Show each line of the rows below that contains the word "window", copying the line in full. Case counts when matching.

▶ Material for this task:
• • • • •

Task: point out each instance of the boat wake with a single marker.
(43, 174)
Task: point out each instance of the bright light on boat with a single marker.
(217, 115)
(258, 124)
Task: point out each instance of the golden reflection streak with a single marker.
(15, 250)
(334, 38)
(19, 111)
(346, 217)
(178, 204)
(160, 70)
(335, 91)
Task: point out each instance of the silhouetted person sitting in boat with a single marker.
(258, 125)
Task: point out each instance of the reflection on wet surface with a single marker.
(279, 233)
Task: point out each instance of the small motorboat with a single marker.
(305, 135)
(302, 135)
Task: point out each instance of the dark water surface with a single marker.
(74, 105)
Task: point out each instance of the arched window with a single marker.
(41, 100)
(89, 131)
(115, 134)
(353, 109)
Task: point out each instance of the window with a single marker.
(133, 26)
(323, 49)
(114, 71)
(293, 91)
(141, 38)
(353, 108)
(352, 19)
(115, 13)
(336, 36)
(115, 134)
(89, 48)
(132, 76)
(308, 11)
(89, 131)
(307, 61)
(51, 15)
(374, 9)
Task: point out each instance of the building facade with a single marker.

• • • • •

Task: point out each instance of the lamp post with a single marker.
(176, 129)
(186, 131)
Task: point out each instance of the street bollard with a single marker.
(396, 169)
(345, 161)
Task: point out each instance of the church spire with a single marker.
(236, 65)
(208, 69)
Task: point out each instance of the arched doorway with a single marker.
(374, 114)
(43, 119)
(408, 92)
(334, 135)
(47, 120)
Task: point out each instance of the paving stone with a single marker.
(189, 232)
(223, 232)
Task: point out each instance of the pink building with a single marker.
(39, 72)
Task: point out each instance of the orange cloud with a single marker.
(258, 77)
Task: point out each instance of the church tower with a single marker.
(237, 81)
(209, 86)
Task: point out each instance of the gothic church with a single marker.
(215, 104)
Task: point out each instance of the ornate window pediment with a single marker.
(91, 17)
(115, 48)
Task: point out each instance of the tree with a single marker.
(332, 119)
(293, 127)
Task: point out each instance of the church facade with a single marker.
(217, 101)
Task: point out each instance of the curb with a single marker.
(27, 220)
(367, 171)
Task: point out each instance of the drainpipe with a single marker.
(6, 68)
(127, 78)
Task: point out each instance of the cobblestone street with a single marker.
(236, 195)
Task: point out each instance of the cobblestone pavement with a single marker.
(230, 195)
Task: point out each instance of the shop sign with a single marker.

• • • • •

▶ Exercise output:
Task: point out each instance of the arched window with a single marker.
Task: point out each instance of the window with a single marker.
Task: point out each instance of the ornate window pediment with a single marker.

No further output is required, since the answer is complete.